- INSTRUCTION 1:
Scale the point placement listing below by writing out all of its lines again, requests included, with every coordinate in the answers multiplied by 2.05 and rounded to the nearest whole number, halves rounded up. Leave the numbers in the requests and their format samples unchanged.
___ READING PASSAGE
# Mayan Ruins New Build (1st Build)



## ticmike (Jun 2, 2013)

Well, ive decided to start on my Mayan ruins background for an unused Exo Terra viv i am planning on putting a few fan footed geckos into.

I dont have a plan im just building as i go and see where it takes me.

This is what ive done so far and i think my next step is to carve the bricks onto the walls (outside and in) the get the outside walls grouted and painted and then i can get it secured inside the viv and then start building around that.

Here it all is so far.... quite a way to go yet and i'll keep it all updated for you all on here.


----------



## Meefloaf (Mar 24, 2013)

http://www.reptileforums.co.uk/forums/habitat/968252-mayan-ruins-new-viv-build.html ???


----------



## ticmike (Jun 2, 2013)

Ha Ha you got me!!!

The original build i started last week i wasnt happy with and also needed the tank for something else, so started again on a different tank and im happier with the way its going.

Just remember everyone this is my first time at this, so hopefully it'll turn out ok.


----------



## Meefloaf (Mar 24, 2013)

it's fine dude, i've had to scrap my first build a week before i was planning on getting my frogs, noticed a crack in the plastidip/rockoflex and it compromised, sure i could fix it, but what if in a couple of months i need to fix another spot etc etc. good luck fella, at least you only did a mock up


----------



## ticmike (Jun 2, 2013)

Aww thats a shame about the frog build, my next build is going to be a frog build for a couple of red eyes and im doing a living/planted tank, so been researching the various methods of the backgrounds.
Is there any good guides that you know of?


----------



## ticmike (Jun 2, 2013)

Well got up this morning and started the carving of the walls, was going to do a normal brick pattern, but got carried away and did a random pattern, see what you think...


----------



## Meefloaf (Mar 24, 2013)

ticmike said:


> Aww thats a shame about the frog build, my next build is going to be a frog build for a couple of red eyes and im doing a living/planted tank, so been researching the various methods of the backgrounds.
> Is there any good guides that you know of?


On my phone atm but fatlad69 exo dartfrog thread is the one I followed, great build, however I personally had massive issues with rockoflex and plastidip, and that's why I have to build this other vivarium.


----------



## ticmike (Jun 2, 2013)

What method are you going for now? Or are you just retrying the plastidip rock of lexus again? 

Newbie looking to learn


----------



## Meefloaf (Mar 24, 2013)

Going to be covering in black silicone, foam, gorilla glue over that with eco earth pressed in


----------



## ticmike (Jun 2, 2013)

Yes mate, thats the method i was going for when i get to it.
The black foams due this morning, so will crack on when ive done the mayan viv.
______
___ PROVIDED INFORMATION
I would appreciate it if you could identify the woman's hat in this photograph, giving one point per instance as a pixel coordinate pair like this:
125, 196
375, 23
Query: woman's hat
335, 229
______
- INSTRUCTION 2:
Reproduce word for word the part of the forum thread on the Mayan ruins build that runs from "Well, ive decided" up to and including "it takes me.".

- TASK RESULT 1:
I would appreciate it if you could identify the woman's hat in this photograph, giving one point per instance as a pixel coordinate pair like this:
125, 196
375, 23
Query: woman's hat
687, 469

- TASK RESULT 2:
Well, ive decided to start on my Mayan ruins background for an unused Exo Terra viv i am planning on putting a few fan footed geckos into.

I dont have a plan im just building as i go and see where it takes me.